■ **Record extracts**
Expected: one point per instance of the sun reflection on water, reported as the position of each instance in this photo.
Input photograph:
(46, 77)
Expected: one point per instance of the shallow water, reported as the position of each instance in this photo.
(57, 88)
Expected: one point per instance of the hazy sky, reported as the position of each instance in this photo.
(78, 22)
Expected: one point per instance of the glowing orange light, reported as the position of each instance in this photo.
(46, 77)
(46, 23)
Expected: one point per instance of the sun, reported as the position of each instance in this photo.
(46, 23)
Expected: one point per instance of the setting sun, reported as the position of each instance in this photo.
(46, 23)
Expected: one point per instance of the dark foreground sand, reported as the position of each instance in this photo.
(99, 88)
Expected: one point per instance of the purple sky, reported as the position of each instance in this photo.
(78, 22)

==

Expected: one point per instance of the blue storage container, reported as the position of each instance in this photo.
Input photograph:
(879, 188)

* * *

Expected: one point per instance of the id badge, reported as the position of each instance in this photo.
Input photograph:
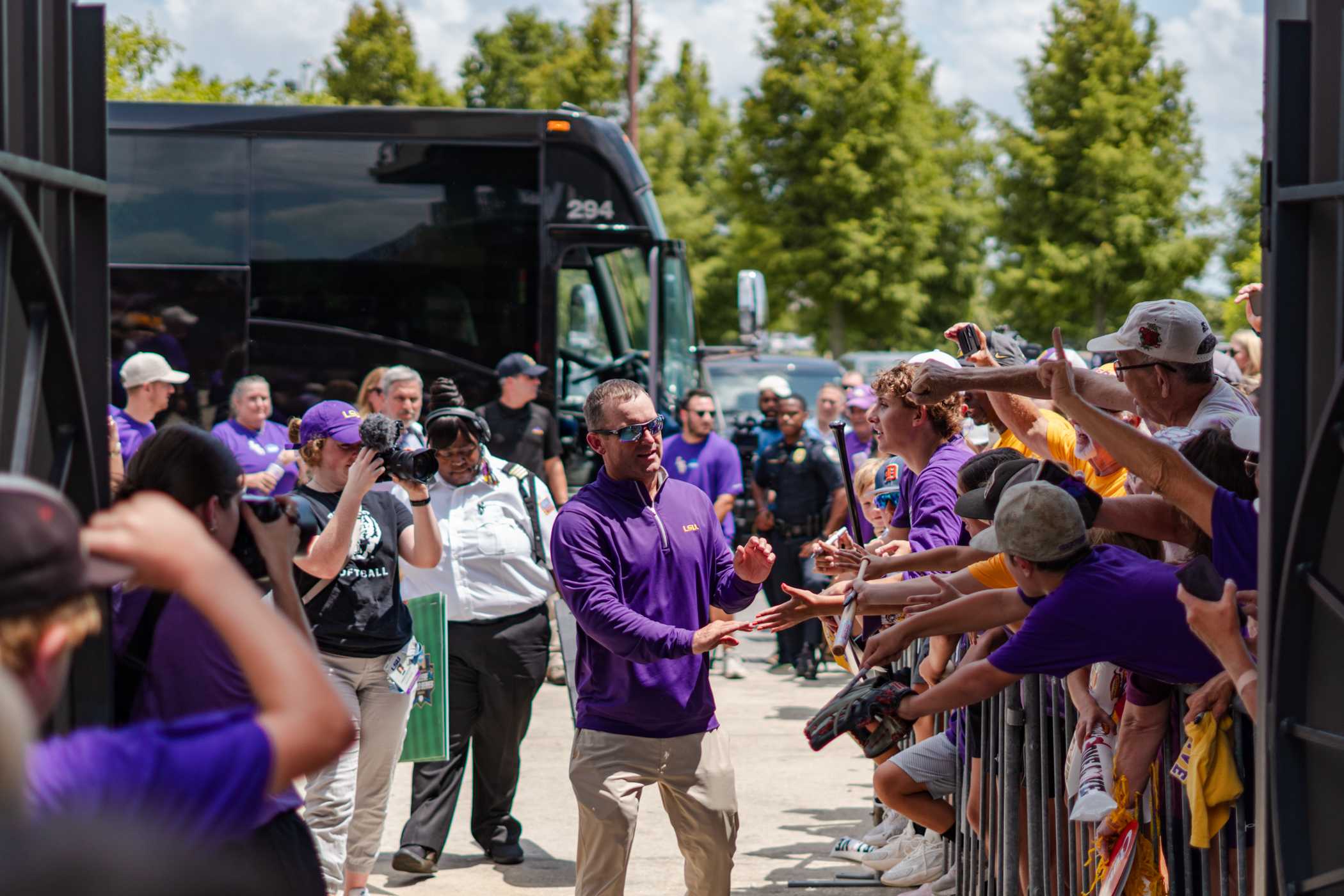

■ **The task**
Count how many lines in the listing above contain the string "water". Reply with the number alone.

■ **Output**
2